[WHAT TO DO] Your copy should match the entries exactly, with no images carried over.

(Natural-language object grounding data)
════════════════

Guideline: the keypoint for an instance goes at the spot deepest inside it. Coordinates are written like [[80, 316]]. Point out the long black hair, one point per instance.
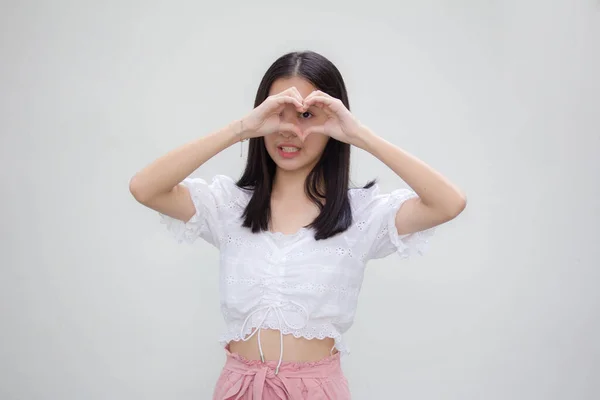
[[332, 169]]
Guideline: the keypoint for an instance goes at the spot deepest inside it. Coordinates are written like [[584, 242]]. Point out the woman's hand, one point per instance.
[[340, 124], [265, 119]]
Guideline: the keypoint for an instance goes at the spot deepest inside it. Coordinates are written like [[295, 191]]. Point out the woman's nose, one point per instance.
[[289, 115]]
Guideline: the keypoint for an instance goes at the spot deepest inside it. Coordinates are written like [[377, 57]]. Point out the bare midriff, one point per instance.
[[294, 349]]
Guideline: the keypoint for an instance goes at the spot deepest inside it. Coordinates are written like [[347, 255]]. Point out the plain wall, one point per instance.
[[98, 302]]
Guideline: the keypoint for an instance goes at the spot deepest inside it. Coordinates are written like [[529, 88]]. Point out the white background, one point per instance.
[[98, 302]]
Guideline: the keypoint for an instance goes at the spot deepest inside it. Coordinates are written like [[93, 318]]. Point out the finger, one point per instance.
[[287, 127], [311, 130], [316, 99], [283, 100]]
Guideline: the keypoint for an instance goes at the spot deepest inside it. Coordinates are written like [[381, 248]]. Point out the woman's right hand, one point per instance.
[[265, 119]]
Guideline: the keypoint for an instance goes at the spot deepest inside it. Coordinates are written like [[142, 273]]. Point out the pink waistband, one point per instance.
[[264, 372]]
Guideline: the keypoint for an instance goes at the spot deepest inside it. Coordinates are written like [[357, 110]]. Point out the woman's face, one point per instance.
[[285, 148]]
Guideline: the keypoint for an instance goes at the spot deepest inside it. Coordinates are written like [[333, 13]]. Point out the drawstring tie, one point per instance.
[[277, 309]]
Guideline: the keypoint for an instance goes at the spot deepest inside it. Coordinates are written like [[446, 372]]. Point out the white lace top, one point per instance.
[[292, 283]]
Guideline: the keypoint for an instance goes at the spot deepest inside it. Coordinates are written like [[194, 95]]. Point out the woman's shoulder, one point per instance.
[[359, 196]]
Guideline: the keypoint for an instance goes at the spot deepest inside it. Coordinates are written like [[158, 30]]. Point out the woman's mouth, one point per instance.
[[288, 151]]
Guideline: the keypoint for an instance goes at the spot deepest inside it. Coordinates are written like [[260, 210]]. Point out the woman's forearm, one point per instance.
[[166, 172], [433, 188]]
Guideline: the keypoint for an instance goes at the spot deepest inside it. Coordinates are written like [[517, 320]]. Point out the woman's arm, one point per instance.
[[157, 185], [439, 200]]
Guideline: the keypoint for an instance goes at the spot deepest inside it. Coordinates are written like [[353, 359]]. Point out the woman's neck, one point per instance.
[[289, 184]]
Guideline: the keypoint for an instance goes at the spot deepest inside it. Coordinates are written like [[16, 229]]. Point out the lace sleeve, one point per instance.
[[377, 213], [206, 223]]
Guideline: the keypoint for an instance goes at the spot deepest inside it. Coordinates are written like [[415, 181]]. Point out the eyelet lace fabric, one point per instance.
[[293, 283]]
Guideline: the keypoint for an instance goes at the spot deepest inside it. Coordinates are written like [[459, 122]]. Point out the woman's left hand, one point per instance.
[[340, 124]]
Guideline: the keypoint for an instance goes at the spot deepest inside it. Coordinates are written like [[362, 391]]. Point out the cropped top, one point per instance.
[[291, 282]]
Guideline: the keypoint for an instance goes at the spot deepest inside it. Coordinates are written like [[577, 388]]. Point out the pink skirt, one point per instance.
[[243, 379]]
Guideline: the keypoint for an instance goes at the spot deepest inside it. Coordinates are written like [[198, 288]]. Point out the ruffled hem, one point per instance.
[[289, 364], [305, 334]]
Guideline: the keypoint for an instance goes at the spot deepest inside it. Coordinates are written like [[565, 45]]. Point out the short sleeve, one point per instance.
[[377, 215], [215, 203]]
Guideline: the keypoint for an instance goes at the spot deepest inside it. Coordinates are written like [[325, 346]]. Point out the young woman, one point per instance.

════════════════

[WRITTEN SOLUTION]
Guideline: the keypoint for an instance goes at the spot deepest inside it. Coordinates are written like [[80, 316]]. Point out the long black hair, one point per instance.
[[332, 169]]
Guideline: the keypoint for an instance goes at the spot deepest inside it. Coordinates are written like [[584, 242]]. Point out the woman's hand, one point per instance.
[[340, 124], [265, 119]]
Guideline: the keypoint for an instance goes at the spot deepest inside it. Coordinates are written like [[295, 191]]. Point out the woman's nose, one point per instance.
[[289, 115]]
Guideline: the keypoint for an instance goes at the spot deepest inside it. Coordinates are written like [[377, 57]]. Point out the bare midriff, one point per instance.
[[294, 349]]
Guideline: the keypoint for an instance goes at the spot deepest inside it. Coordinates are written like [[347, 255]]. Point out the plain wall, one point per instance.
[[98, 302]]
Guideline: the keypoint for an instance goes at the spot deepest inside it. Coordinates are written like [[529, 88]]. Point out the white background, one point per instance.
[[98, 302]]
Guideline: the keypoint for an instance goes at the spot deepest inside it. Coordinates are written like [[93, 318]]. Point out the finger, one point per instance.
[[287, 127], [311, 130], [316, 99], [283, 100]]
Guideline: the keypoint for an instance goes at the spot deepest inside it. Coordinates are written like [[381, 248]]. Point out the woman's right hand, one point per instance.
[[265, 119]]
Guideline: the keypoint for an instance goes at the spot deepest inside it. Coordinates are written like [[142, 273]]. Point out the pink waistband, one point per instance.
[[264, 372]]
Guideline: the keypoint for an instance goes at the spot deepest inside it. Coordinates are written like [[357, 110]]. Point out the woman's face, one point per instance.
[[285, 148]]
Guideline: the keypoint for an instance goes at the spot deepest inside it. Coordinates are written like [[333, 13]]. Point out the drawstring tie, one point per instance.
[[277, 309]]
Guideline: the keypoint for an instance goes at the spot deepest inside it. Coordinates are written like [[446, 372]]. Point out the white lace top, one point per instance.
[[292, 283]]
Guideline: the keypoint for an instance goes at the spot deepest inside it. Coordinates are written like [[194, 95]]. Point out the woman's shoulder, one point per instance.
[[359, 196]]
Guideline: the keypoint for an instance goes at the spot deepest inside it. Coordinates are written like [[158, 30]]. Point out the woman's mouth, one point per instance.
[[288, 151]]
Guideline: the keypoint for an instance goes at the spot deepest inside it. Coordinates are written like [[260, 210]]. Point out the woman's forearm, one point per instance.
[[166, 172], [433, 188]]
Guideline: the keypoint for an instance goes at the spot deepest inside it. Coordinates are written like [[517, 320]]. Point out the woman's arm, one point per instance.
[[157, 185], [439, 200]]
Guideline: the keypoint for an instance goes at the spot deepest inside it. Coordinates are written like [[353, 359]]. Point out the woman's neck, one point per instance.
[[289, 184]]
Guideline: the keypoint for an instance goes at the spot deepest inside it. Coordinates are written like [[16, 229]]. Point out the lace sleeve, one point per instance.
[[377, 213], [206, 223]]
Guideline: the keypoint for an instance goes at the spot deepest inside it. Coordinates are written like [[415, 181]]. Point out the eyelet lace fabric, one point per instance.
[[293, 283]]
Guideline: the keypoint for an instance goes at the spot deepest inside it. Coordinates are written like [[459, 122]]. Point out the woman's left hand, one point per instance.
[[340, 124]]
Guideline: the keypoint for an instance goes at the spot deepest inside it. Coordinates are written like [[362, 391]]. Point out the cropped top, one point per instance.
[[291, 282]]
Guideline: the keypoint for an instance goes at the spot deepest inside it. Coordinates are written like [[577, 388]]. Point out the pink skirt, one point per instance.
[[243, 379]]
Guideline: the keypoint for an instance goes at the spot deepest inside it. Coordinates are written like [[198, 288]]. Point out the ruffled hem, one point per instance.
[[289, 364], [305, 334]]
Guideline: the keypoint for an instance goes at the spot deepest inside it. Coordinates are written like [[565, 45]]. Point out the short sleeve, one point per instance.
[[377, 215], [215, 203]]
Guideline: the keypoint for an instance goes at the spot deepest inside it. Coordinates are written like [[325, 346]]. Point out the young woman, one point per instance.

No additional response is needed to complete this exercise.